Let G be a finite group, S a
commutative ring with one and S[G] the group ring of G over S. If H is a group
with G≅H then clearly S[G]≅S[H] where the latter is an S-isomorphism. We study
here the converse question: For which groups G and rings S does S[G]≅S[H] imply
that G is isomorphic to H?
We consider first the case where S = K is a field. It is known that if G is abelian
then Q[G]≅Q[H] implies that G≅H where Q is the field of rational numbers. We
show here that this result does not extend to all groups G. In fact by a simple
counting argument we exhibit a large set of nonisomorphic p-groups with isomorphic
group algebras over all noncharacteristic p fields. Thus for groups in general the
only fields if interest are those whose characteristic divides the order of the
group.

^^^^^^^^^^^^^^^^

*PARTS OF THE EXERCISE*:
1 > How would you render the sentence "We consider first the case where S = K is a field." from the group ring abstract in French?
2 > What comes next in the group ring abstract? Write a continuation that picks up after its last sentence.
These entries were drawn from a different source.

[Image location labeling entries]
^^^^^^^^^^^^^^^^

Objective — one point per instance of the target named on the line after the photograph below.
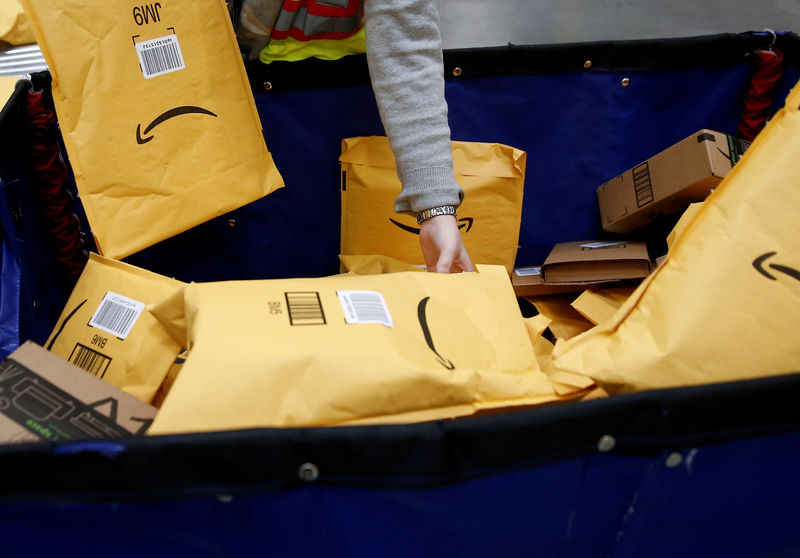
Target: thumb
(445, 262)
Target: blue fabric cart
(698, 471)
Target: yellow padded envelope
(491, 174)
(106, 329)
(292, 352)
(157, 115)
(725, 305)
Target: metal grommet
(308, 472)
(674, 459)
(606, 443)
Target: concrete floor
(475, 23)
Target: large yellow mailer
(725, 305)
(106, 329)
(157, 115)
(491, 174)
(399, 347)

^^^^^^^^^^^^^^^^

*ANSWER SET*:
1 > Nous considérons d'abord le cas où S = K est un corps.

2 >
We now let S = R be the ring of integers in some finite algebraic extension
of the rationals. We show here that the group ring R[G] determines the
set of normal subgroups of G along with many of the natural operations
defined on this set. For example, under the assumption that G is nilpotent, we
show that given normal subgroups M and N, the group ring determines the
commutator subgroup (M,N). Finally we consider several special cases. In
particular we show that if G is nilpotent of class 2 then R[G]≅R[H] implies
G≅H.